AIM OF THE EXERCISE: When you reach the line containing "plank surface --return=outline" in the records below, start copying exactly, and stop once you have copied the line containing "wood background --return=outline".

(Saved entries)
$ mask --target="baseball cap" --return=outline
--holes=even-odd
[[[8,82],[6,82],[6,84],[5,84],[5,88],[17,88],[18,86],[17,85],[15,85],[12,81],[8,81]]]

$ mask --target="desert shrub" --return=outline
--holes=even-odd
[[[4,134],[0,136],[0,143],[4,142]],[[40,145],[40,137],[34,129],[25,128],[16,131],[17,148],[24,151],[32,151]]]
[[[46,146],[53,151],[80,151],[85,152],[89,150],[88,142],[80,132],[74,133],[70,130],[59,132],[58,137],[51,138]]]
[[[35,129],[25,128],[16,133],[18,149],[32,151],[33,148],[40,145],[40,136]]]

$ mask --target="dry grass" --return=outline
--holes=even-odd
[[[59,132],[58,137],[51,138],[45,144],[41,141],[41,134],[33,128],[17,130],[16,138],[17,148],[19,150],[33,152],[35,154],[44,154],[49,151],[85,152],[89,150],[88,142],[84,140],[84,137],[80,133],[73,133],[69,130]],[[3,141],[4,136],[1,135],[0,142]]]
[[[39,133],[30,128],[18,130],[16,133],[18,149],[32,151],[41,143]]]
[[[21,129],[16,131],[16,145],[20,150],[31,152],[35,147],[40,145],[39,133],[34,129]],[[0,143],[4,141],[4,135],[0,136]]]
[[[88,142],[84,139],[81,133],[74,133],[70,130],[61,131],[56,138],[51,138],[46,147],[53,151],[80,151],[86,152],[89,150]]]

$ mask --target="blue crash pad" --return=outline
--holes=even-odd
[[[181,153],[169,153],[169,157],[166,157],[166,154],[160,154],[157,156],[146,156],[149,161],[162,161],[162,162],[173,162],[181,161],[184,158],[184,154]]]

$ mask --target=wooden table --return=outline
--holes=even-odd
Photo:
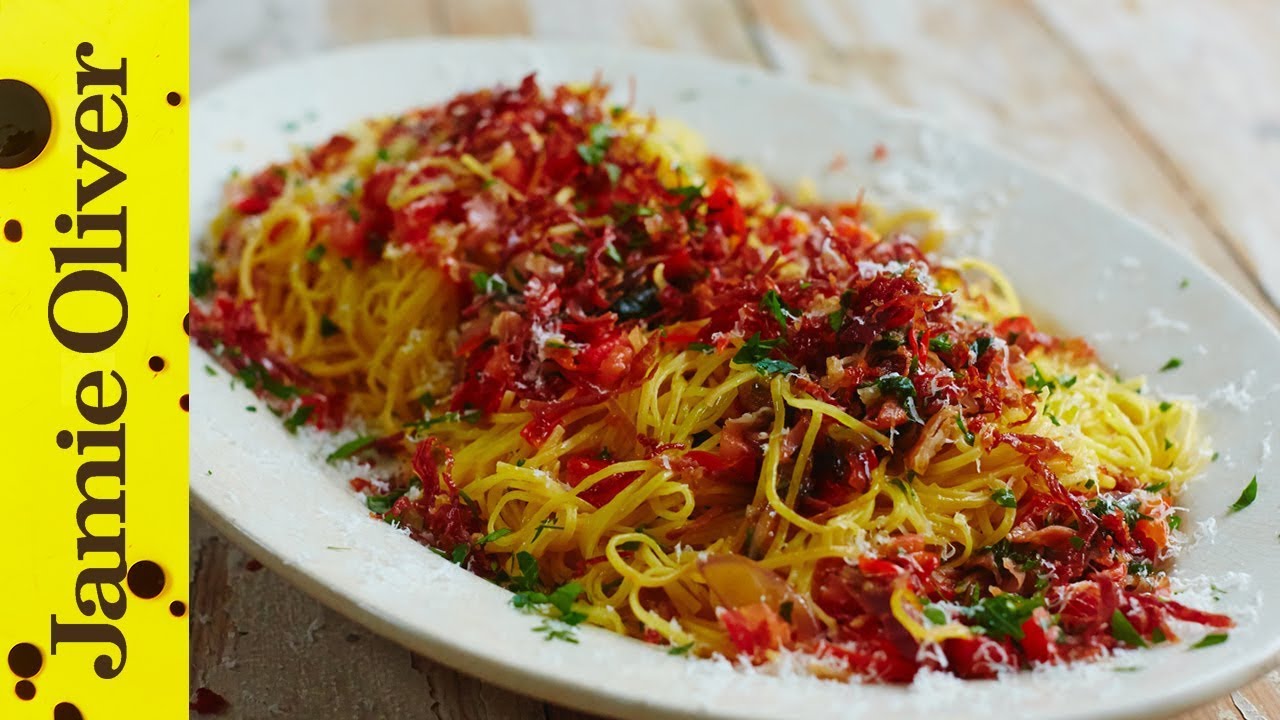
[[[924,111],[1144,218],[1280,318],[1280,3],[193,0],[193,92],[312,50],[473,34],[702,53]],[[583,717],[371,634],[198,518],[191,557],[192,687],[224,717]],[[1280,671],[1182,717],[1280,720]]]

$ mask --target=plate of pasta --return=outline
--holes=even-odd
[[[1280,649],[1280,338],[927,119],[407,42],[192,138],[193,504],[408,647],[637,718],[1164,717]]]

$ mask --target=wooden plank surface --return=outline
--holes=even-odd
[[[642,45],[812,78],[1014,150],[1280,318],[1280,3],[193,0],[192,16],[196,94],[310,50],[432,34]],[[223,717],[585,717],[369,633],[199,518],[191,557],[191,682],[226,697]],[[1280,720],[1280,671],[1181,716],[1259,719]]]

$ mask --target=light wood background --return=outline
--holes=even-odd
[[[700,53],[927,112],[1142,217],[1280,319],[1280,2],[193,0],[193,93],[327,47],[474,34]],[[223,717],[584,717],[371,634],[198,518],[191,557],[191,683]],[[1280,720],[1280,671],[1193,719]]]

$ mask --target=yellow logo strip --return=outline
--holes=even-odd
[[[0,2],[0,717],[185,717],[185,2]]]

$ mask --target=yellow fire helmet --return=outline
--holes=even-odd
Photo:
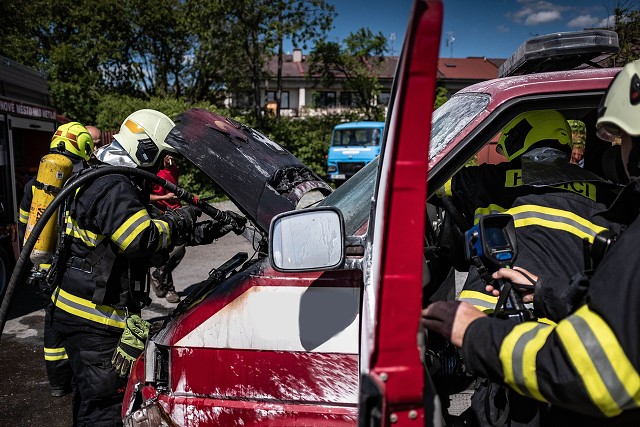
[[[89,160],[93,153],[93,139],[81,123],[69,122],[58,127],[51,138],[49,148]]]
[[[571,128],[560,112],[537,110],[520,114],[504,128],[496,149],[511,161],[534,144],[571,152]]]

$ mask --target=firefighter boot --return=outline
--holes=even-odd
[[[167,291],[167,295],[165,296],[165,299],[167,300],[167,302],[175,304],[180,302],[180,295],[178,295],[175,289],[169,289]]]
[[[160,269],[156,269],[151,273],[151,287],[158,298],[164,298],[167,290],[162,287],[162,275]]]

EXERCISE RESPONSE:
$ mask --target=wooden plank surface --return=outline
--holes=even-odd
[[[642,45],[812,78],[1014,150],[1280,318],[1280,3],[193,0],[192,16],[196,94],[310,50],[432,34]],[[223,717],[585,717],[369,633],[199,518],[191,557],[191,682],[226,697]],[[1280,720],[1280,671],[1181,716],[1259,719]]]

$ mask --target=light wood background --return=outline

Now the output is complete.